• _Text to read_:

# Series 3 already has the new UI



## SeattleBrad (Jul 19, 2002)

This is not new. See my photos here:

http://www.tivocommunity.com/tivo-vb/showthread.php?p=7811068#post7811068


----------



## Adam1115 (Dec 15, 2003)

Because the advanced search looks similar, you believe that is the only change the the UI??

Seriously?


----------



## Sapphire (Sep 10, 2002)

Are you serious? TiVo search is a HME app served over the internet. Slow as molasses. Totally different from the S4's TiVo search served locally!


----------



## MediaLivingRoom (Dec 10, 2002)

still in beta as well!


----------



## Sapphire (Sep 10, 2002)

Adam1115 said:


> Because the advanced search looks similar, you believe that is the only change the the UI??
> 
> Seriously?


Well they are very similar because the biggest point of the new UI was the whole search feature - youtube, amazon vod etc.

But there is a lot more that isn't in tivo search, but the look/feel is similar.


----------



## MickeS (Dec 26, 2002)

I think everyone already knew that the new UI was based on the TiVo Search Beta UI.

• _Dataset content_:

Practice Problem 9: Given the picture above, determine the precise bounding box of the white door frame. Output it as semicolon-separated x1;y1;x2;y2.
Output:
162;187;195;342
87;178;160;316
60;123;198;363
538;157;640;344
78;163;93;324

• _Exercise instructions_:
a - In the TiVo forum thread, what phrase does Sapphire use for the speed of TiVo search served over the internet?
b - Quote the TiVo forum thread word for word, starting at the words "Well they are" and ending after "look/feel is similar.".
c - Render this sentence from the TiVo forum thread in Spanish: "I think everyone already knew that the new UI was based on the TiVo Search Beta UI."
The items play no part in this work.

• _Answers to the exercise_:
a - Slow as molasses.

b -
Well they are very similar because the biggest point of the new UI was the whole search feature - youtube, amazon vod etc.

But there is a lot more that isn't in tivo search, but the look/feel is similar.

c - Creo que todos ya sabían que la nueva interfaz de usuario estaba basada en la interfaz de usuario de TiVo Search Beta.